──────── Records for the exercise

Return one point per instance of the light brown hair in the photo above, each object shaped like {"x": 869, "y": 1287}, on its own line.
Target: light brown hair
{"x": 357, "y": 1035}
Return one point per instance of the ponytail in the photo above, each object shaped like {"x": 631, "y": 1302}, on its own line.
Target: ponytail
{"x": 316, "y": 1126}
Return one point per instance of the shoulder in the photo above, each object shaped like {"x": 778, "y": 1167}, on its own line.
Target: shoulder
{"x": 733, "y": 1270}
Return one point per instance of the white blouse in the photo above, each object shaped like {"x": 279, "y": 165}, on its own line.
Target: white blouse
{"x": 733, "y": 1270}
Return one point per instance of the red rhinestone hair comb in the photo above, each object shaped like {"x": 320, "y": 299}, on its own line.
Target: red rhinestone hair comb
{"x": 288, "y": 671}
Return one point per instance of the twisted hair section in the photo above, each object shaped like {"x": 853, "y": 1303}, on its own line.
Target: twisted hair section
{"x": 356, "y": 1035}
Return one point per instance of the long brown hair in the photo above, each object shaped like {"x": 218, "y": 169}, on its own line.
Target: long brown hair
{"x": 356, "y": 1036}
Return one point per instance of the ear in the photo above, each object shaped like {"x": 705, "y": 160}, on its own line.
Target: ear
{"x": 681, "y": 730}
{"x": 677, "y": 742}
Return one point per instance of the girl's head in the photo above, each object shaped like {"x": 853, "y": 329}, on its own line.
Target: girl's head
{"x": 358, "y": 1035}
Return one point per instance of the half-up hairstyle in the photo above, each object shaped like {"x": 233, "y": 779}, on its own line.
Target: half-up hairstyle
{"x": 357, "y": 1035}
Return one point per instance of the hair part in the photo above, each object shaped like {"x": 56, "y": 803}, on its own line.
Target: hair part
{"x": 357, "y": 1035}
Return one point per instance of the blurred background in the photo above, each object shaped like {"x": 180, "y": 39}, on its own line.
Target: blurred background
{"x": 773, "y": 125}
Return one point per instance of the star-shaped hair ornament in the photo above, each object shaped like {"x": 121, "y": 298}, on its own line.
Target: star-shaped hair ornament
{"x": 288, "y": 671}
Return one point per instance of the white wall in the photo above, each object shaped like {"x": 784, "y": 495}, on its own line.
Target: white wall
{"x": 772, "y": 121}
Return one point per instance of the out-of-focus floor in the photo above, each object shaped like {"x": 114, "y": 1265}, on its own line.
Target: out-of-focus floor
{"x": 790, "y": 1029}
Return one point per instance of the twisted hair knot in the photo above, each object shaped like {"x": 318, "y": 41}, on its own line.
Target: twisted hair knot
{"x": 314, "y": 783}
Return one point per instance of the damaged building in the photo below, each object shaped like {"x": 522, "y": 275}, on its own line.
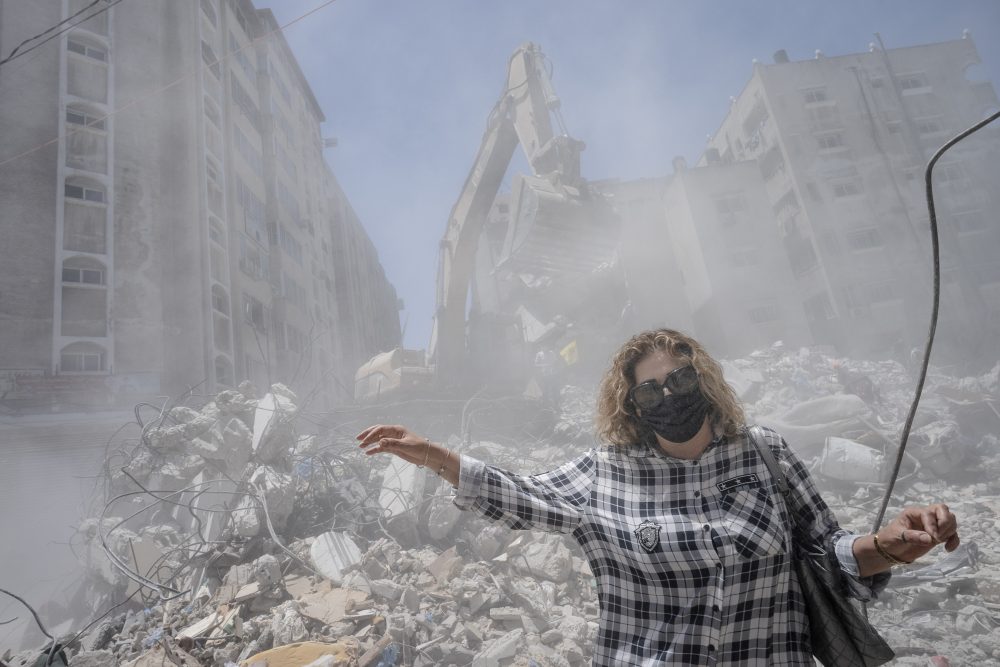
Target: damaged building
{"x": 804, "y": 220}
{"x": 220, "y": 260}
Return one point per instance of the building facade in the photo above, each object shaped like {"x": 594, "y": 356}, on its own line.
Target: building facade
{"x": 172, "y": 221}
{"x": 841, "y": 144}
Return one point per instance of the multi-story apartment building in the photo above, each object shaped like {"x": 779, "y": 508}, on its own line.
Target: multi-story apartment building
{"x": 841, "y": 143}
{"x": 168, "y": 216}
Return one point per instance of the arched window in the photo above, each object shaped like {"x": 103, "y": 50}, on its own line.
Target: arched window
{"x": 82, "y": 358}
{"x": 85, "y": 271}
{"x": 85, "y": 220}
{"x": 86, "y": 139}
{"x": 84, "y": 191}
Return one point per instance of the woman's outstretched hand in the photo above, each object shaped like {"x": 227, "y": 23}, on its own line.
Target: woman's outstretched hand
{"x": 397, "y": 440}
{"x": 412, "y": 448}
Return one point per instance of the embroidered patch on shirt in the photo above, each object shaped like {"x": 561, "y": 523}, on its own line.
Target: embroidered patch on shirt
{"x": 648, "y": 534}
{"x": 748, "y": 480}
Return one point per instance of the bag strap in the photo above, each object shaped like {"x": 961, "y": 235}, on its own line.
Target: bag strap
{"x": 772, "y": 464}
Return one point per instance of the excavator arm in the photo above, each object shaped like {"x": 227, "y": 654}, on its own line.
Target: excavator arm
{"x": 522, "y": 115}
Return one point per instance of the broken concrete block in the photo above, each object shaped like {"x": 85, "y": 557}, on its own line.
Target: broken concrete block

────────────────

[Problem description] Without including the pictures, return each record above exactly as it stands.

[Full answer]
Return one point per instance of the light brown hair in the photo above, each object shaped like {"x": 869, "y": 1287}, on its own line.
Target: light brown hair
{"x": 357, "y": 1035}
Return one point per instance of the ponytail in the photo above, each object shaped like {"x": 631, "y": 1302}, on its own line.
Target: ponytail
{"x": 316, "y": 1126}
Return one point per instance of the shoulder in the photo above, each object shaped like {"x": 778, "y": 1167}, on its own line.
Target: shoulder
{"x": 733, "y": 1270}
Return one point per instance of the white blouse in the photo above, each object shaped like {"x": 279, "y": 165}, on its own line.
Target: white blouse
{"x": 733, "y": 1270}
Return one point per instance of the red rhinestone hair comb in the photo above, each object shaped like {"x": 320, "y": 299}, on its own line.
Target: red rhinestone hair comb
{"x": 288, "y": 671}
Return one point per instance of the twisted hair section in the photo above, each object shaped like {"x": 853, "y": 1303}, on its own line.
Target: twisted hair section
{"x": 356, "y": 1035}
Return one point per instance of the long brown hair in the photo above, each object shaped like {"x": 218, "y": 169}, on its own line.
Target: long brown hair
{"x": 356, "y": 1036}
Return one point per instance of the ear in the photo above, each object shaped like {"x": 705, "y": 160}, on its own line.
Target: ear
{"x": 681, "y": 730}
{"x": 677, "y": 742}
Return one point per instance of the girl's head in the photo above, each object shaped like {"x": 853, "y": 329}, on its own line.
Target: girl's head
{"x": 358, "y": 1035}
Return one point per instance of the half-up hairstyle in the photo above, each object shaped like {"x": 233, "y": 779}, on its own line.
Target: half-up hairstyle
{"x": 357, "y": 1035}
Return one point per instance of the hair part in the photo above, each object shaped like {"x": 56, "y": 803}, on its own line.
Target: hair part
{"x": 357, "y": 1035}
Return one point per instance of the blurred background in the photo above, each object shaped like {"x": 180, "y": 39}, on its own line.
Target: blurred background
{"x": 773, "y": 125}
Return one point per instance of the star-shaped hair ornament in the photo above, each object shaped like {"x": 121, "y": 298}, on its own line.
Target: star-shaped hair ornament
{"x": 288, "y": 671}
Return one point per instance of the white wall in the photo above, each object shaped like {"x": 784, "y": 495}, on its own line.
Target: white wall
{"x": 772, "y": 121}
Return one point per instance of the out-of-focus floor in the photo above, each object shaped like {"x": 114, "y": 1265}, on its own line.
Target: out-of-focus floor
{"x": 790, "y": 1029}
Return one point per instance of the twisted hair knot in the photo above, each object shaped like {"x": 318, "y": 41}, on its own line.
Target: twisted hair knot
{"x": 314, "y": 783}
Return one point per instance of the damaged building in the photo below, each object shaped like {"x": 522, "y": 275}, on its own line.
Target: damaged building
{"x": 804, "y": 220}
{"x": 220, "y": 260}
Return one point per instance of the building facade in the photo above, each object shaped like {"x": 594, "y": 356}, on its own line.
Target: building facade
{"x": 172, "y": 221}
{"x": 841, "y": 144}
Return one point per instance of the multi-story apartment building in the photo above, each object shaped like {"x": 779, "y": 508}, on its own line.
Target: multi-story apartment building
{"x": 841, "y": 143}
{"x": 168, "y": 216}
Return one point per instance of the arched window in the photo above, each object shaped like {"x": 103, "y": 50}, on its own line.
Target: arched window
{"x": 82, "y": 358}
{"x": 85, "y": 271}
{"x": 85, "y": 220}
{"x": 86, "y": 139}
{"x": 84, "y": 191}
Return one point per instance of the woman's outstretched hand in the photo above, each object shaped like {"x": 227, "y": 23}, on its own line.
Target: woman's outstretched hand
{"x": 397, "y": 440}
{"x": 412, "y": 448}
Return one point per instance of the embroidered patch on shirt in the photo above, each object shaped like {"x": 561, "y": 523}, on its own line.
Target: embroidered patch on shirt
{"x": 648, "y": 534}
{"x": 748, "y": 480}
Return one point per instance of the bag strap in the photo above, each object shaped like {"x": 961, "y": 235}, on its own line.
Target: bag strap
{"x": 772, "y": 464}
Return one point per instance of the excavator arm in the photo above, each object shaped like {"x": 227, "y": 654}, on its own line.
Target: excavator arm
{"x": 522, "y": 115}
Return one point per instance of the broken concrete block in the photo above, each object shaped like {"x": 85, "y": 557}, on its own line.
Target: broken concrete block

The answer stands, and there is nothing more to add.